● Tasks for this exercise:
A. In the passage about Jesse's photography, substitute "photography workshops" for "photo expeditions" and write out the text from "Jesse has led" to "in July 2014.".
B. Identify every line of the records that contains the string "brown", treating case as significant, and copy each such line.

Jesse received his first camera on his sixth birthday, as a present from his father, renowned photographer Simpson Kalisher. A darkroom soon followed. While raised by his mother, over the years Jesse worked with his father both in the darkroom and as his assistant. Yet despite his enthusiasm for the medium, when it came time to go to college and consider a career, Jesse took his father’s advice and focused on anything but photography.

After an 11-year career on Madison Avenue, at 33 years old, Jesse boarded a plane for Hanoi and two months of untold adventures. The year was 1996. Jesse carried with him a simple point-and-shoot camera. It was during his first few days in Vietnam that he looked through the small viewfinder and had an epiphany. He had seen a few children playing badminton on an otherwise deserted early-morning street, lifted the camera to his eye, and expected to see a snapshot. He saw instead a tableau filled with meaning. And in that instant he rediscovered his love affair with photography.

Today, in addition to private collections throughout the world, Jesse’s photography is in the permanent collections of many museums, including the Louvre; the Smithsonian; the George Eastman House in Rochester, New York; the de Young Fine Arts Museum of San Francisco; the Museum of Fine Arts Houston; and many more. Of note, the first photograph of Barack Obama acquired by the Smithsonian National Museum of American History was Jesse’s.

Jesse has led photo expeditions from French Polynesia to Alaska and throughout Europe. His first photo book, if you find the Buddha, was published by Chronicle Books and released in 2006 to great reviews. His second published collection of photographs, One World, features some of his most iconic images and was released in July 2014.

● Records from a point labeling set:
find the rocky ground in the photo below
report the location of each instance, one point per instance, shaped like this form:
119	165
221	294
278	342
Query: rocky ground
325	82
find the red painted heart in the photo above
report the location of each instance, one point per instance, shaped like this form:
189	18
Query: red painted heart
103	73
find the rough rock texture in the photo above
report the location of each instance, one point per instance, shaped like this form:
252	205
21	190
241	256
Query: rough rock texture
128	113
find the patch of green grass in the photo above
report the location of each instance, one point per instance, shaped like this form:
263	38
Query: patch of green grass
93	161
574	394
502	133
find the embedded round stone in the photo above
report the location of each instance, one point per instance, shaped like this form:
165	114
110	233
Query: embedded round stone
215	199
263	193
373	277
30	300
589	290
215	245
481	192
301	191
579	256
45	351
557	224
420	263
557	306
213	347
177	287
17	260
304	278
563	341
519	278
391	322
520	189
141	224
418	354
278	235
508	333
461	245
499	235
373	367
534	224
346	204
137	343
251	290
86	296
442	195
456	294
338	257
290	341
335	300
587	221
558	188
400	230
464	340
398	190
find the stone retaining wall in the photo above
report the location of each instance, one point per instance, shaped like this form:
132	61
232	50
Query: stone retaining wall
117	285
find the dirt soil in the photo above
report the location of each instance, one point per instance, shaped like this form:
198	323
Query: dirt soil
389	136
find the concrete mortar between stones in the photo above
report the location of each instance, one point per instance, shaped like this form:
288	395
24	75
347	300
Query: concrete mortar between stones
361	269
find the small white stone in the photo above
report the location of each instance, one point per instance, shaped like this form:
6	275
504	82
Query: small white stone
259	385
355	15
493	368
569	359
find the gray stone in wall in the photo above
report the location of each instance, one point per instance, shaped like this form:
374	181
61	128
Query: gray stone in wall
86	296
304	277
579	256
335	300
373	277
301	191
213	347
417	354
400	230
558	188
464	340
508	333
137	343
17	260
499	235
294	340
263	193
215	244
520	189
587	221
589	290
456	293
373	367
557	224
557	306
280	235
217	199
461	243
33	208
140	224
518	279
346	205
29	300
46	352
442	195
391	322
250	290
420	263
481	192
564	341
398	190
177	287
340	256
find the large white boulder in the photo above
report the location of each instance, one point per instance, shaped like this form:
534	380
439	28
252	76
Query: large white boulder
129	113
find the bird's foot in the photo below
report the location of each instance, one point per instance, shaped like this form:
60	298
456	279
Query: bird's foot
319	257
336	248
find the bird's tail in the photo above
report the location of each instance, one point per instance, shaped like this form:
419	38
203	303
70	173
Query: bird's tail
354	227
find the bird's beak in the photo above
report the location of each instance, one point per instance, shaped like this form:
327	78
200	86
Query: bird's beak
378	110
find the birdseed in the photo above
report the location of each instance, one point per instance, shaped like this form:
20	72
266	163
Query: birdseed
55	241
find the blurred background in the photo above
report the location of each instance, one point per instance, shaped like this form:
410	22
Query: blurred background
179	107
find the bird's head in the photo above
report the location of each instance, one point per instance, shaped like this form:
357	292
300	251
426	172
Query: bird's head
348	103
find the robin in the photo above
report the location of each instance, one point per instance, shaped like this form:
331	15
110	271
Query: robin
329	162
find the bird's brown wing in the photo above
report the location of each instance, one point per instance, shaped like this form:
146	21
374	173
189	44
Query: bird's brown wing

● Exercise answers:
A.
Jesse has led photography workshops from French Polynesia to Alaska and throughout Europe. His first photo book, if you find the Buddha, was published by Chronicle Books and released in 2006 to great reviews. His second published collection of photographs, One World, features some of his most iconic images and was released in July 2014.

B.
find the bird's brown wing in the photo above
Query: bird's brown wing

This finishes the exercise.